§ Provided records
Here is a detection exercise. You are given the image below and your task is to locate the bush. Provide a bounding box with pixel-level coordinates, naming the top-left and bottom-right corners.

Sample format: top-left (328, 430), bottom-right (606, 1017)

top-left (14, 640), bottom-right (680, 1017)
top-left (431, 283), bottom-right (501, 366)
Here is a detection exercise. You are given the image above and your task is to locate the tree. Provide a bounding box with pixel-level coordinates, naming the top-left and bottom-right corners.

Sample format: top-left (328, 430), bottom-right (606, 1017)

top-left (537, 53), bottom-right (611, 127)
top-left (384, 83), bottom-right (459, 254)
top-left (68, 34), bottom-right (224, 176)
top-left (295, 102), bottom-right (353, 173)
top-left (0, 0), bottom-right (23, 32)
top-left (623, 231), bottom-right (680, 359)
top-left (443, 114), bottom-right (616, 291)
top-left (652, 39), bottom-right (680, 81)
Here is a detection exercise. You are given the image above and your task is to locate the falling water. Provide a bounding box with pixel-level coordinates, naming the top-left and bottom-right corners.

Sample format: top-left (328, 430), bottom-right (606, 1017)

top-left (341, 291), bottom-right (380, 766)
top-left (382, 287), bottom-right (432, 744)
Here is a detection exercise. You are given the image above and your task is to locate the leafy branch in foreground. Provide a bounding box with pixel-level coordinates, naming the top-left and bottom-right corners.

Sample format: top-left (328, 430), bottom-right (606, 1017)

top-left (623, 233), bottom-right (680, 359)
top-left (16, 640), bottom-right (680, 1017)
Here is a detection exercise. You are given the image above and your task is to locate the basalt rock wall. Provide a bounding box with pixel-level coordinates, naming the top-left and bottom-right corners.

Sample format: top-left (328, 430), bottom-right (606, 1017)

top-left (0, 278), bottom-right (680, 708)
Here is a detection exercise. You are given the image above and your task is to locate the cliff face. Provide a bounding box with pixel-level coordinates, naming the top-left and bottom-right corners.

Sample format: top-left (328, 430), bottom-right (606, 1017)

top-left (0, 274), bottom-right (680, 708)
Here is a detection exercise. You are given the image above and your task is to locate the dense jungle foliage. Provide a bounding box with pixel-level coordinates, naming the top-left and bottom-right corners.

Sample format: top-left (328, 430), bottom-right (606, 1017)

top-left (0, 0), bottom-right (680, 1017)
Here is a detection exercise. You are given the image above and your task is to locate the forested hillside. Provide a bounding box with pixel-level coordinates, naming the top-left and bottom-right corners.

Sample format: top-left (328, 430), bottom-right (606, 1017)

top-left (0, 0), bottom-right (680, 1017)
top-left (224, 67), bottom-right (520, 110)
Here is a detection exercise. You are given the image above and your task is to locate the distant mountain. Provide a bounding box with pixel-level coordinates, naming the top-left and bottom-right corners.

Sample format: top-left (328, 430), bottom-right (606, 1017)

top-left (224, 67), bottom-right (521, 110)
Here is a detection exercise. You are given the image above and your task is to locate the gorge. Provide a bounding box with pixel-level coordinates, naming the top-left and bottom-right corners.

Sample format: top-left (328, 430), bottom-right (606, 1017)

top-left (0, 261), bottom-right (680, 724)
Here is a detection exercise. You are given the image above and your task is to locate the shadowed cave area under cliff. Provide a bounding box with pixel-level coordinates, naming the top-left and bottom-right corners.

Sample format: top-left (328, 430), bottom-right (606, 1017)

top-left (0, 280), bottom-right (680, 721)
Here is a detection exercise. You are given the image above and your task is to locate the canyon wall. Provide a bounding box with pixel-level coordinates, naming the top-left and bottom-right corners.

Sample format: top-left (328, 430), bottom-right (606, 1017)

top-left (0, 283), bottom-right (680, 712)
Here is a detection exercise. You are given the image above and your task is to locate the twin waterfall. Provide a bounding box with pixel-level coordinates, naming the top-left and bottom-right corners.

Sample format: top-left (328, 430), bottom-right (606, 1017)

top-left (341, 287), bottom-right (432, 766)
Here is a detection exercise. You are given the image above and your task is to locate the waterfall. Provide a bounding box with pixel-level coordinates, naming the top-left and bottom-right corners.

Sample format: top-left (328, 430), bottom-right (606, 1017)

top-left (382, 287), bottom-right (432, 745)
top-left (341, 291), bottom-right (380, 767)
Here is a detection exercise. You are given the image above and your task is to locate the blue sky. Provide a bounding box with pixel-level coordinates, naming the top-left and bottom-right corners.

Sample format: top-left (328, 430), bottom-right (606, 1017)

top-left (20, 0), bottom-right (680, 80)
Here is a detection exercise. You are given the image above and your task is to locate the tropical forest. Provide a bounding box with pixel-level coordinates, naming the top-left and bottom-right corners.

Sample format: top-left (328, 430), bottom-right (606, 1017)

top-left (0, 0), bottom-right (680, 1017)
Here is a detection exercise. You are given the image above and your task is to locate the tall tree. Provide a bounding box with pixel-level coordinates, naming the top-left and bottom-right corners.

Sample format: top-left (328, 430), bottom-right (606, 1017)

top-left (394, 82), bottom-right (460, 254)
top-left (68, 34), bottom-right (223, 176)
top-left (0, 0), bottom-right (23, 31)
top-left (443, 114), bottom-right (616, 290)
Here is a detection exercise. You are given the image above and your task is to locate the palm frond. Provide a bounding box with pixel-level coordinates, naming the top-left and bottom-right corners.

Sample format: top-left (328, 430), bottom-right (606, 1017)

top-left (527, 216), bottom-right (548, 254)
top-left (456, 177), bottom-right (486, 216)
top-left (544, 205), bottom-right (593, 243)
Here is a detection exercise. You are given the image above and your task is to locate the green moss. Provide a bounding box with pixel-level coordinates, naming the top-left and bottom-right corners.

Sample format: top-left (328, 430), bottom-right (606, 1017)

§ Aim
Rewrite everything from the line containing "locate the forested" down to the line containing "top-left (224, 67), bottom-right (521, 110)", both lines included, keeping the wording of the entries. Add 23 to every coordinate in the answer bounding boxes, leaving the sample format coordinates unchanged.

§ Solved problem
Here is a detection exercise. You are given the image above and your task is to locate the forested hillside. Provide a bounding box with pixel-level coordinates, naming the top-left and bottom-right corners.

Sample format: top-left (328, 430), bottom-right (606, 1017)

top-left (23, 23), bottom-right (703, 1040)
top-left (247, 90), bottom-right (543, 133)
Here is a detection exercise. You are given the image above and your task is to locate the distant mountain. Provide a bounding box with pixel-level coordinates, naming the top-left and bottom-right corners.

Sample format: top-left (328, 430), bottom-right (606, 1017)

top-left (247, 90), bottom-right (544, 133)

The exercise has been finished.